In Bushnell and Henniart, The Local Langlands conjecture for GL(2), there is a proposition on p. 184 in which they prove the following:

Let $F$ be a non-archimedean local field, $\mathcal W_F$ its Weil group, and $\tau$ an irreducible smooth representation of $\mathcal W_F$. Then, if $\tau(\mathcal W_F)$ is finite, it can be extended to an irreducible smooth representation of $\Omega_F = Gal(\overline F/F)$.

* * * *

(Directive) Continue the post on extending Weil group representations to the Galois group, starting right after its last sentence. The material isn't needed for anything here.

(Data lines)
* * * *

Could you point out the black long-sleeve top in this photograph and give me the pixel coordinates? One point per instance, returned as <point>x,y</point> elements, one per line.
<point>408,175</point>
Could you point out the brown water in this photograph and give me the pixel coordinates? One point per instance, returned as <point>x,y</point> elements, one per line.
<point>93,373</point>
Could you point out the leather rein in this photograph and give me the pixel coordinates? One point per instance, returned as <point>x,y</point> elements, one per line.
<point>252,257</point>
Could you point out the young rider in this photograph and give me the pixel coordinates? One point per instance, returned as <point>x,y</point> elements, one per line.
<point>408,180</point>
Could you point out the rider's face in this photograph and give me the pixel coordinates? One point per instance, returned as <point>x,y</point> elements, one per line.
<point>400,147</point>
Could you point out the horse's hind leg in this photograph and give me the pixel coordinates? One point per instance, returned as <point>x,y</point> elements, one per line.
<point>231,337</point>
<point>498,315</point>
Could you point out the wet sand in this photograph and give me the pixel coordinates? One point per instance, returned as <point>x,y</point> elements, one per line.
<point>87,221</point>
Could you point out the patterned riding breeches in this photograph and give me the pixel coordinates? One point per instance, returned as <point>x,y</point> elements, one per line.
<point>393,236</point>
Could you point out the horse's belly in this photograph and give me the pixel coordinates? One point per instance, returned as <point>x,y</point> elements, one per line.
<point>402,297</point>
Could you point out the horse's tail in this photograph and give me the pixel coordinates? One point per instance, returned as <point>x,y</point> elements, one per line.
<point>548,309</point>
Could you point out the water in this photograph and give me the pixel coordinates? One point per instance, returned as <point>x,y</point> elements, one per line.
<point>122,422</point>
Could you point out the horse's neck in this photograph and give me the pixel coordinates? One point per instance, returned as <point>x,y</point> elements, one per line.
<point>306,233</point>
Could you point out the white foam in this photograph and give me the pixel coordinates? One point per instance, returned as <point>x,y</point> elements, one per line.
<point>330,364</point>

* * * *

(Exercise answer)
In the proof they fix a Frobenius element $\Phi\in\mathcal W_F$ and write any element $\omega\in \Omega_F$ as $\omega = \Phi^a\sigma$ (for some $a\in \hat{\mathbb Z}$ and $\sigma\in I_F$). My questions is: which element of $\Omega_F$ is meant by $\Phi^a$? Of course, there is an exact sequence $1\to \mathcal I_F\to \Omega_F\to Gal(F^{\text{unr}}/F) = \hat{\mathbb Z}\to 1$ but how is $\Phi$ used to cook up an element of $\Omega_F$ in the fiber of an element $a\in \hat{\mathbb Z}$?

Thanks in advance!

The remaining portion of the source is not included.